▸ Problem details
Please quote word for word the lines of the records, starting at the line that contains "give the outline of every instance of the house" and ending at the final line of the records.
* START *
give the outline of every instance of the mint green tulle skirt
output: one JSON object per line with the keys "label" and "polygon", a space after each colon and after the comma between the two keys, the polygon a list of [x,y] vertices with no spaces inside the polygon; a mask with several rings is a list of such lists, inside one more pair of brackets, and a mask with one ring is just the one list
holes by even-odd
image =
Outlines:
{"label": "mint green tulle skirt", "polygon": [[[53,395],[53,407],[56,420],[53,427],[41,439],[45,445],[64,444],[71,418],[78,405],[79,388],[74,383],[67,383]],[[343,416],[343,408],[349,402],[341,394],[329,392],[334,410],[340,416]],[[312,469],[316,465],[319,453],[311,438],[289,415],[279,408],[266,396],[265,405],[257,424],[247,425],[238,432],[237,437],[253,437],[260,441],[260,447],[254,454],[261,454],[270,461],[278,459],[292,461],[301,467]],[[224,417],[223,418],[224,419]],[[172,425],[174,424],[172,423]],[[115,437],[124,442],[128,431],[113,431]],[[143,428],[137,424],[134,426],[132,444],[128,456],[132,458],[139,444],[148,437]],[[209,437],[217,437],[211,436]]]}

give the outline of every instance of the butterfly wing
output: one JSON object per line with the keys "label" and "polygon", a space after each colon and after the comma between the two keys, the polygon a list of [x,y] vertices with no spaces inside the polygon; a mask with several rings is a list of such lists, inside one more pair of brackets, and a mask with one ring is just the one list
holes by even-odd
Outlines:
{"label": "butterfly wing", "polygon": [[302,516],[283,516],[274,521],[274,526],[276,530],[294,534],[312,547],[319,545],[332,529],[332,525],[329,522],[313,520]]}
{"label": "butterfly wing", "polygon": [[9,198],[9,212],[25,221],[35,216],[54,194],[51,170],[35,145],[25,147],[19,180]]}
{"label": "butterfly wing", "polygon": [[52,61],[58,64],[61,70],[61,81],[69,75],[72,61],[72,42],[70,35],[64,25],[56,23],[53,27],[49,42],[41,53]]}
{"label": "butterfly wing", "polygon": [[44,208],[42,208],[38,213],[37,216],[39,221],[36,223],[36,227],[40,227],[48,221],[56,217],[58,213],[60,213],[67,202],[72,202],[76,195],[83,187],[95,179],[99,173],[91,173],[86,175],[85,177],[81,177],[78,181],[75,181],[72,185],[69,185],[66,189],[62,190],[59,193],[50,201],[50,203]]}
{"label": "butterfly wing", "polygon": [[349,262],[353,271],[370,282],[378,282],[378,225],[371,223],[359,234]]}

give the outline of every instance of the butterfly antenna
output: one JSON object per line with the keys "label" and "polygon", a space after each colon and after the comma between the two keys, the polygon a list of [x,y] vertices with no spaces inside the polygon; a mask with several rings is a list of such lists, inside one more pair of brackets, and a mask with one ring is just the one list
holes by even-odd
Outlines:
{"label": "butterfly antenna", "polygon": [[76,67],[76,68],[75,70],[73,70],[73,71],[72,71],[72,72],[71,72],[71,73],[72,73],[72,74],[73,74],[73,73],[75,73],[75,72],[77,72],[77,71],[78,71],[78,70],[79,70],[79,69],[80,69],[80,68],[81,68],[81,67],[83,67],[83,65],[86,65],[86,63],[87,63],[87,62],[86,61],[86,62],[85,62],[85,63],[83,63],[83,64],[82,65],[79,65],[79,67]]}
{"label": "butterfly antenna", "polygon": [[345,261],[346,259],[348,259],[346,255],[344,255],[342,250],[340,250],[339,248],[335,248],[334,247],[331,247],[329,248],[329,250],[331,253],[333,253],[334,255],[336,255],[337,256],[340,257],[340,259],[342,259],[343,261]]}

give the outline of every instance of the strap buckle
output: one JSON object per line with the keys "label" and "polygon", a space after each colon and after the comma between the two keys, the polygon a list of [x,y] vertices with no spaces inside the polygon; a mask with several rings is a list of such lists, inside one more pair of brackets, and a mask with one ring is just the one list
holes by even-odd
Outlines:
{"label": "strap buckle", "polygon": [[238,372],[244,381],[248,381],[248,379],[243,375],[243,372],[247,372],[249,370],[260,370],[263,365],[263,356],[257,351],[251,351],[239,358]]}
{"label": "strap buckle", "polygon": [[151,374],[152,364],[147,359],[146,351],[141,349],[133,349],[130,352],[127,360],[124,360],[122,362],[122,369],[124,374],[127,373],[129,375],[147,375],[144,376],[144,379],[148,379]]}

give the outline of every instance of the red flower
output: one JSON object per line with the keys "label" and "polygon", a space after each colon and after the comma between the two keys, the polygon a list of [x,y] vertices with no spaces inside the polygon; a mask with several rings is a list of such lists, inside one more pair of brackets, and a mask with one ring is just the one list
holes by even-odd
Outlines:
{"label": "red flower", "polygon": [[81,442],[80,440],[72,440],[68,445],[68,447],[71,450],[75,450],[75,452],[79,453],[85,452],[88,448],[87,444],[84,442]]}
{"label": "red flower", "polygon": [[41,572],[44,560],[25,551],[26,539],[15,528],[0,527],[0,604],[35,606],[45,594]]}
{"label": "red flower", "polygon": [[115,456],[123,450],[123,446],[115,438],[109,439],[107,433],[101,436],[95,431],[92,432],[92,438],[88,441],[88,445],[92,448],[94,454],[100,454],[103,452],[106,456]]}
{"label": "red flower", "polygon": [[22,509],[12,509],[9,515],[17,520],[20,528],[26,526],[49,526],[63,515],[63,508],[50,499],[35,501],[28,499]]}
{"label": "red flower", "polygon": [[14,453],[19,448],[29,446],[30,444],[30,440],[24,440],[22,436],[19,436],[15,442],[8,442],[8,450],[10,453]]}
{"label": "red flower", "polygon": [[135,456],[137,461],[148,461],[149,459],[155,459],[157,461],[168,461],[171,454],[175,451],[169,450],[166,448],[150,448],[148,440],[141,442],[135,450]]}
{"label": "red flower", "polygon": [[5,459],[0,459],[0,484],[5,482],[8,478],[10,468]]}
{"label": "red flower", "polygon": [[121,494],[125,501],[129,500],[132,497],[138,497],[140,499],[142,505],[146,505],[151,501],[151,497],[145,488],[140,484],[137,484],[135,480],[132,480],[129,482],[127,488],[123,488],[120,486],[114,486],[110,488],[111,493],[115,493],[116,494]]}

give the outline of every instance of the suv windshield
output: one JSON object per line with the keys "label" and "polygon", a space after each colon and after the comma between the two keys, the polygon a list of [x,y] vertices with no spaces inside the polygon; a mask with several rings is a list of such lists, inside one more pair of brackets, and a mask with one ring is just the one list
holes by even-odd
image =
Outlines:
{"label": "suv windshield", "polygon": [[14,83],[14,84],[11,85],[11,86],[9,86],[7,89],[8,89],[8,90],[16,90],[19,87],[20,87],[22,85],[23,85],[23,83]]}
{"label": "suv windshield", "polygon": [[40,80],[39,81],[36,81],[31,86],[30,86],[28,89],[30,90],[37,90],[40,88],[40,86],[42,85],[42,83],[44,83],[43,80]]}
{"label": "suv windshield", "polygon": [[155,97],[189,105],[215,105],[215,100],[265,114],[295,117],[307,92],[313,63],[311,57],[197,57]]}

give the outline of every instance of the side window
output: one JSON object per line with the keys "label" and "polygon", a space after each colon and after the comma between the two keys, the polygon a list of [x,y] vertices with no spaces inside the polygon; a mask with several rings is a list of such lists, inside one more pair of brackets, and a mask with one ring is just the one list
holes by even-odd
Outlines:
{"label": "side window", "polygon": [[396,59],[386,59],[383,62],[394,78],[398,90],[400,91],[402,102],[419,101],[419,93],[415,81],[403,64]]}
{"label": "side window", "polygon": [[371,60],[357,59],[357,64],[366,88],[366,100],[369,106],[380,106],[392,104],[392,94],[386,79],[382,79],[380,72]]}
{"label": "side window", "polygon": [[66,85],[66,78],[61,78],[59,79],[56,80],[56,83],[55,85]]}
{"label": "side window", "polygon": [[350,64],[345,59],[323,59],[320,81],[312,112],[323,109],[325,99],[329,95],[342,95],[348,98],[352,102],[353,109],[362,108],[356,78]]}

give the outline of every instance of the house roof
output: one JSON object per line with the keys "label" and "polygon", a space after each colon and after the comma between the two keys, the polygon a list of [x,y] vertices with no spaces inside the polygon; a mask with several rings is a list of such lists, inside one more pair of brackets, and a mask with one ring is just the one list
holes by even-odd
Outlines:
* END *
▸ Answer for this exercise
give the outline of every instance of the house roof
output: one JSON object per line with the keys "label" and "polygon", a space after each colon and after the comma between the two keys, the polygon a list of [x,y] vertices with no spaces inside the polygon; a mask with several rings is a list of such lists, inside one more pair of brackets, and a mask with one ring is just the one list
holes by even-odd
Outlines:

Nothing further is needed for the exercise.